§ **Task goal**: Count how many lines in the records below contain the string "beach", with case counting, and reply with only that number.

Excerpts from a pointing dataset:
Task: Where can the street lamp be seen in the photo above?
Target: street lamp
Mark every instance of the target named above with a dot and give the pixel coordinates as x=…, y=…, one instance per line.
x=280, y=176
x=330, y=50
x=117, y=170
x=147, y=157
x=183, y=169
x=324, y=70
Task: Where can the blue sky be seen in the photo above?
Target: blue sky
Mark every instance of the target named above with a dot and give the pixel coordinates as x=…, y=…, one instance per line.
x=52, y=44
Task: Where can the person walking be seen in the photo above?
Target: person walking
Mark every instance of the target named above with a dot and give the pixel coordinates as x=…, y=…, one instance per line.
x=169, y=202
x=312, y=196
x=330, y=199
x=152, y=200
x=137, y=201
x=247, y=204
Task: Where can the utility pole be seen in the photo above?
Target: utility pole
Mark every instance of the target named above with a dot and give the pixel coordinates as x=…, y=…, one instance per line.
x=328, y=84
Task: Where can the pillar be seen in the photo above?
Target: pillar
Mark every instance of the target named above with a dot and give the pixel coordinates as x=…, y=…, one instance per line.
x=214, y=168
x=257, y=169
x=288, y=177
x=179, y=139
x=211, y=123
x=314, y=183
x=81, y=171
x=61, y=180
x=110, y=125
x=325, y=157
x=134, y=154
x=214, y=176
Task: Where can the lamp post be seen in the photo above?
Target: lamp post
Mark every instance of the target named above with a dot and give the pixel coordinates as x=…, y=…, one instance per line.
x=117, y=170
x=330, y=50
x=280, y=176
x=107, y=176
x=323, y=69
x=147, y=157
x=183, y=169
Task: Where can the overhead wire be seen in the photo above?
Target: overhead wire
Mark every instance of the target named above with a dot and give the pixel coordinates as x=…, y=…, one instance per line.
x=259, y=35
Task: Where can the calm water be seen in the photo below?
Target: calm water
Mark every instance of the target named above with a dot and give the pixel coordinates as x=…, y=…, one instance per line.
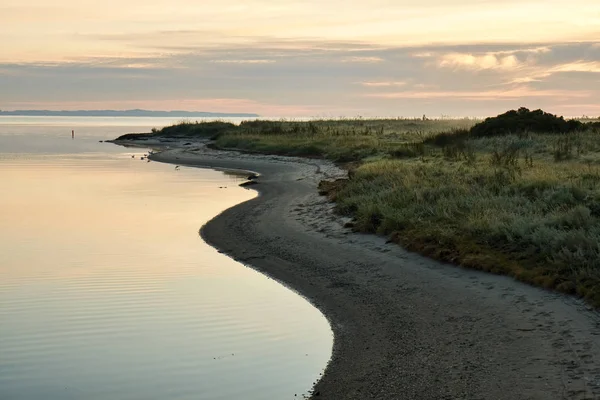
x=108, y=292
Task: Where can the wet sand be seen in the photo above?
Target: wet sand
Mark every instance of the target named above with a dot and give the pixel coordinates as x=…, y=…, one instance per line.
x=406, y=327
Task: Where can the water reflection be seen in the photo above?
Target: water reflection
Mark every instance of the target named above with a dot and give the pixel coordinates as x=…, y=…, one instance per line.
x=107, y=292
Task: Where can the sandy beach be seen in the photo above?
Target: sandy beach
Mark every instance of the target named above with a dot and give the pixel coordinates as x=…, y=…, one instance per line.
x=405, y=327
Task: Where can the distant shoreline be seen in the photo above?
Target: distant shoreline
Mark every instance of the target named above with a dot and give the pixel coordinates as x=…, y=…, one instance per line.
x=124, y=113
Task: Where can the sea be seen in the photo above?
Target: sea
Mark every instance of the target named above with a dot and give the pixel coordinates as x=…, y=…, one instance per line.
x=107, y=291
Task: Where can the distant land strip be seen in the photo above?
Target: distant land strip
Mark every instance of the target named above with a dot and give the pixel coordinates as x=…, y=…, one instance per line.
x=123, y=113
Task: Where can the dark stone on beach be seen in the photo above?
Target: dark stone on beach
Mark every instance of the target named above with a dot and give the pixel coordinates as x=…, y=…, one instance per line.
x=249, y=183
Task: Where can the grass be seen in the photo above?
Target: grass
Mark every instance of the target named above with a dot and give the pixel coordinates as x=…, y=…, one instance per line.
x=518, y=194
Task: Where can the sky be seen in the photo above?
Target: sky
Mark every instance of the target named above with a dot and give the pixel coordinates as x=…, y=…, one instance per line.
x=326, y=58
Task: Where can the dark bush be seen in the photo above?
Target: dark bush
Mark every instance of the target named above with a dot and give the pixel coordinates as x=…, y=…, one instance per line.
x=524, y=120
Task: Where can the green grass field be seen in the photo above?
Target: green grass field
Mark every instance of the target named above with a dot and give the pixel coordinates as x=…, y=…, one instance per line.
x=518, y=194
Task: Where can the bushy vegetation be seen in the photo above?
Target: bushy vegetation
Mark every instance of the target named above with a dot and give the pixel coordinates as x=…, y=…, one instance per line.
x=523, y=120
x=189, y=130
x=517, y=194
x=346, y=140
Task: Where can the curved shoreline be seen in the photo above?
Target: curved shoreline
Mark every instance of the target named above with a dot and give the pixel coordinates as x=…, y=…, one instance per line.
x=405, y=327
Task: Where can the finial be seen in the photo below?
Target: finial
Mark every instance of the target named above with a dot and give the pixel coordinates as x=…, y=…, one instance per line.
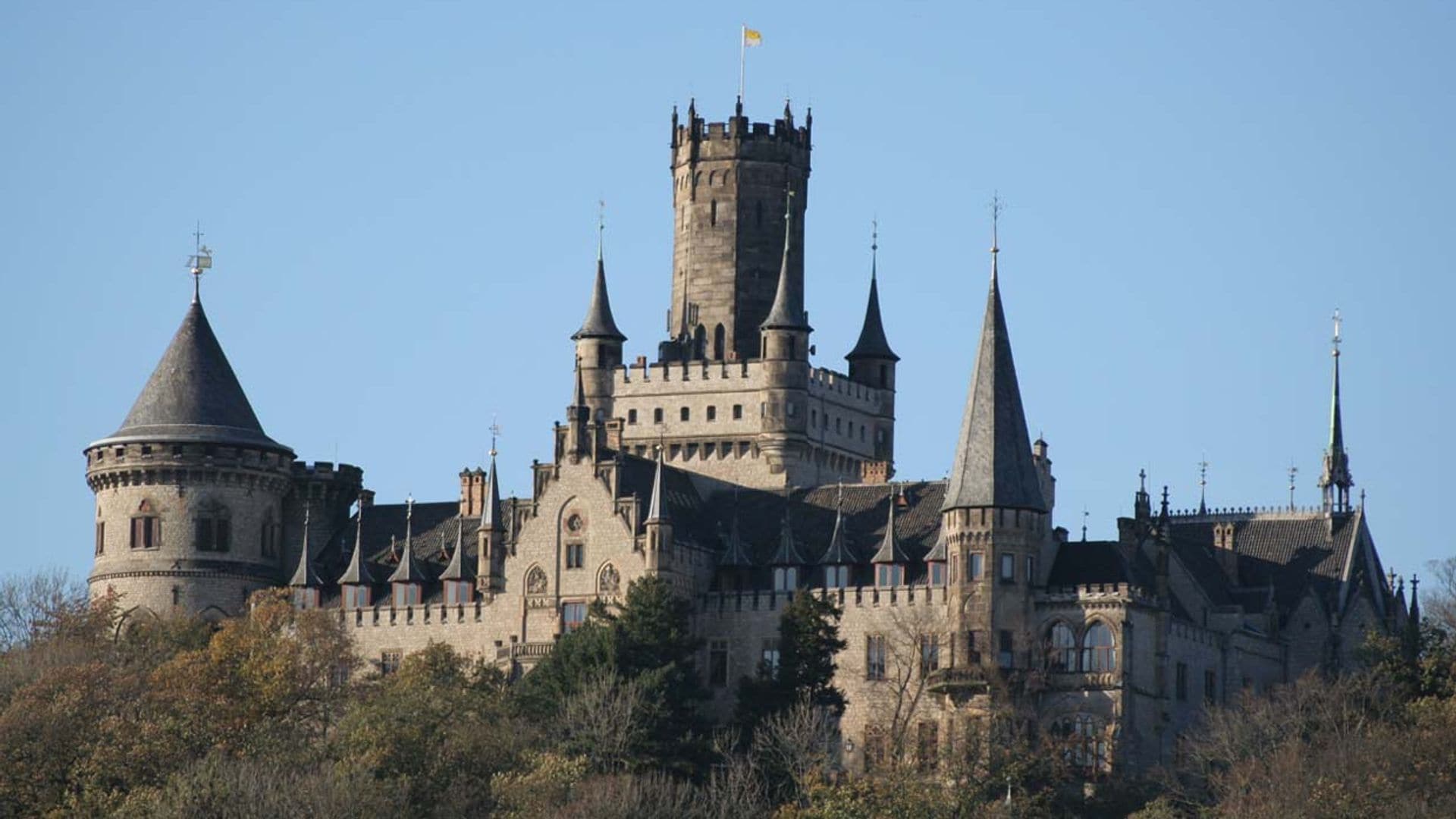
x=601, y=224
x=874, y=245
x=199, y=262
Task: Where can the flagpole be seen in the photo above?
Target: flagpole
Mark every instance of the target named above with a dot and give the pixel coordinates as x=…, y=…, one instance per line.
x=743, y=47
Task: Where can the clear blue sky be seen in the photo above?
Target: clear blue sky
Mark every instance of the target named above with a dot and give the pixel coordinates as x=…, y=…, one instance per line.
x=402, y=202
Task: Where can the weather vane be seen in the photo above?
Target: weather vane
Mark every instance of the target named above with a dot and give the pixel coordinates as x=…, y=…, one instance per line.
x=200, y=261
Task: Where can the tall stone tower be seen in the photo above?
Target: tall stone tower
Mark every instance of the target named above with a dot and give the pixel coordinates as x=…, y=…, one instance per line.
x=730, y=183
x=995, y=518
x=190, y=491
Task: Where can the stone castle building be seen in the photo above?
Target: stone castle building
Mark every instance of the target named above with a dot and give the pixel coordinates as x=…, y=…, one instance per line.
x=746, y=474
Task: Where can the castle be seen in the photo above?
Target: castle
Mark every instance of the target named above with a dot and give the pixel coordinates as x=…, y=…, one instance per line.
x=745, y=474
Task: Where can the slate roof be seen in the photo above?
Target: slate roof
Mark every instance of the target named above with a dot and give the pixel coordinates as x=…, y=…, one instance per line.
x=993, y=464
x=865, y=513
x=1088, y=561
x=194, y=397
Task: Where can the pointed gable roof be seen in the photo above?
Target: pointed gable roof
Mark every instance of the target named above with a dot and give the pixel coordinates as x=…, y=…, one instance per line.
x=194, y=395
x=459, y=569
x=873, y=343
x=993, y=465
x=890, y=548
x=599, y=322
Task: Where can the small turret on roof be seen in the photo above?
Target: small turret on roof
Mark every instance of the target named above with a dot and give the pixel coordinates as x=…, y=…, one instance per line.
x=305, y=576
x=357, y=572
x=890, y=548
x=837, y=551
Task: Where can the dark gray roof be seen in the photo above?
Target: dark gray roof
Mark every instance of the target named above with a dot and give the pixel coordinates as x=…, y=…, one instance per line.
x=788, y=300
x=993, y=464
x=193, y=397
x=873, y=343
x=599, y=322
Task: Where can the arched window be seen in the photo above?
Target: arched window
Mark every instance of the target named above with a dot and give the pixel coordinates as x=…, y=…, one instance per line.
x=1062, y=646
x=1085, y=744
x=1098, y=649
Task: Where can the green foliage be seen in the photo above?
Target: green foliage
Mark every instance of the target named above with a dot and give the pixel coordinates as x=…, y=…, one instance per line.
x=808, y=642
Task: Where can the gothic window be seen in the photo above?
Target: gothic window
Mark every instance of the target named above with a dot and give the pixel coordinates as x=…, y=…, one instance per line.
x=929, y=653
x=875, y=656
x=1085, y=745
x=769, y=657
x=1098, y=649
x=573, y=615
x=389, y=661
x=146, y=528
x=718, y=664
x=609, y=582
x=212, y=528
x=1063, y=649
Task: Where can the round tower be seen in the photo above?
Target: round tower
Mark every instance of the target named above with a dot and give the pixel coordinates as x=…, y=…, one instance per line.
x=190, y=491
x=728, y=184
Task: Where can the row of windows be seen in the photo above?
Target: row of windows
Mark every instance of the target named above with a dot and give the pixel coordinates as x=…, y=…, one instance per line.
x=686, y=414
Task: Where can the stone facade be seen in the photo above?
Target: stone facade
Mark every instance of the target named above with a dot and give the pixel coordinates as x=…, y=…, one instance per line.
x=745, y=474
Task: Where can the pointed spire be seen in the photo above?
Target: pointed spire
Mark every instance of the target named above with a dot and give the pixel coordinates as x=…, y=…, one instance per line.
x=459, y=569
x=788, y=551
x=837, y=551
x=491, y=519
x=890, y=548
x=599, y=322
x=305, y=575
x=788, y=300
x=993, y=464
x=873, y=343
x=654, y=507
x=194, y=395
x=1335, y=479
x=357, y=572
x=406, y=572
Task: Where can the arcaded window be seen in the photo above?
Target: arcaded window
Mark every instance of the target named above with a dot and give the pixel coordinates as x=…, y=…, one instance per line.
x=1062, y=646
x=1098, y=649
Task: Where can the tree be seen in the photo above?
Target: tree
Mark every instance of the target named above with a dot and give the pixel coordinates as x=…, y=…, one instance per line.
x=808, y=643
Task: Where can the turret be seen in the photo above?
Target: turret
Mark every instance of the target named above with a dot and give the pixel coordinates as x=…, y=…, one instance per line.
x=599, y=343
x=728, y=180
x=995, y=515
x=873, y=362
x=657, y=525
x=491, y=537
x=1334, y=480
x=190, y=491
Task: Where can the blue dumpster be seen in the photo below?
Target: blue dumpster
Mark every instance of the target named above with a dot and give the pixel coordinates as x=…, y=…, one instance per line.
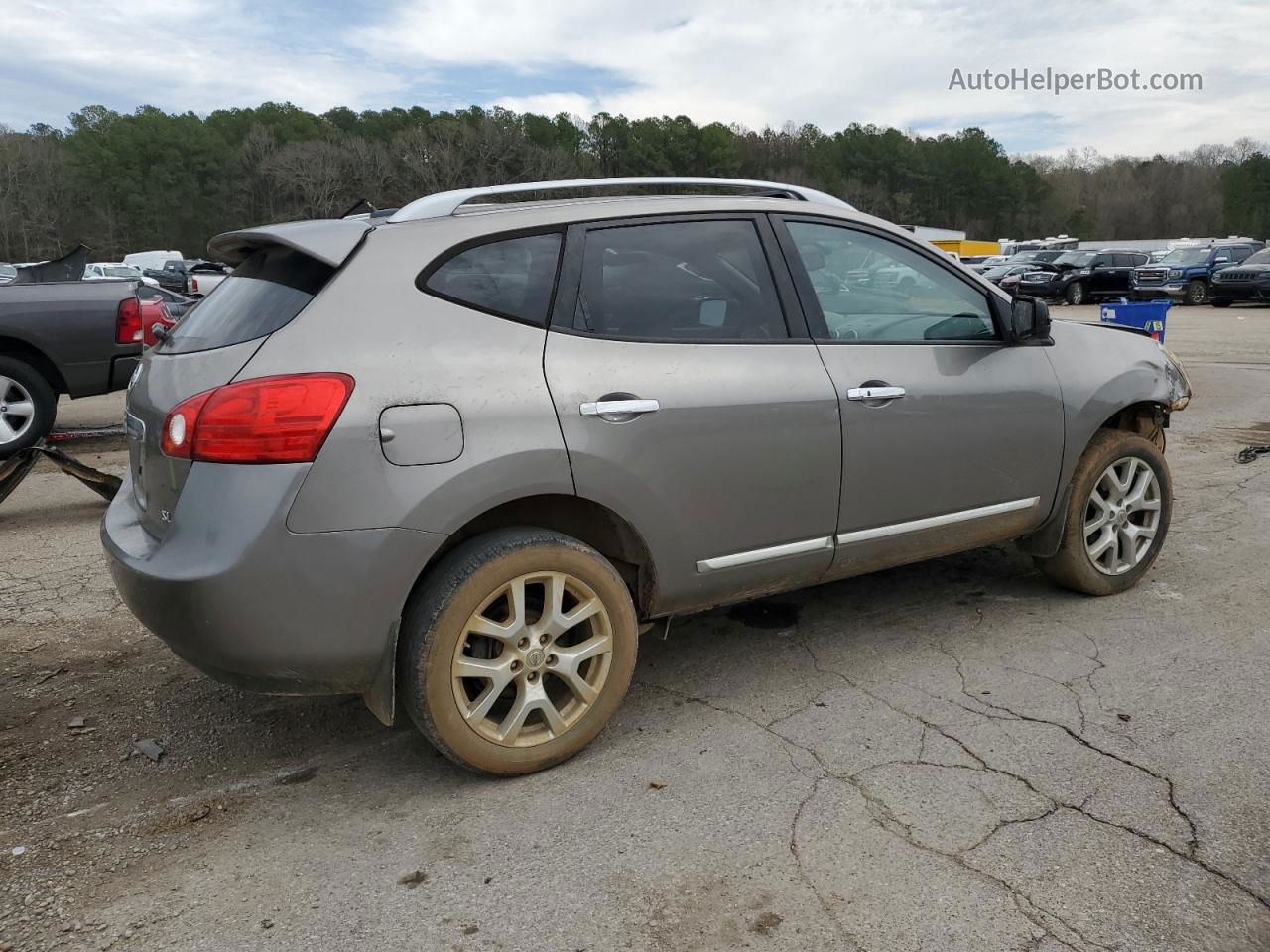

§ **Full output**: 4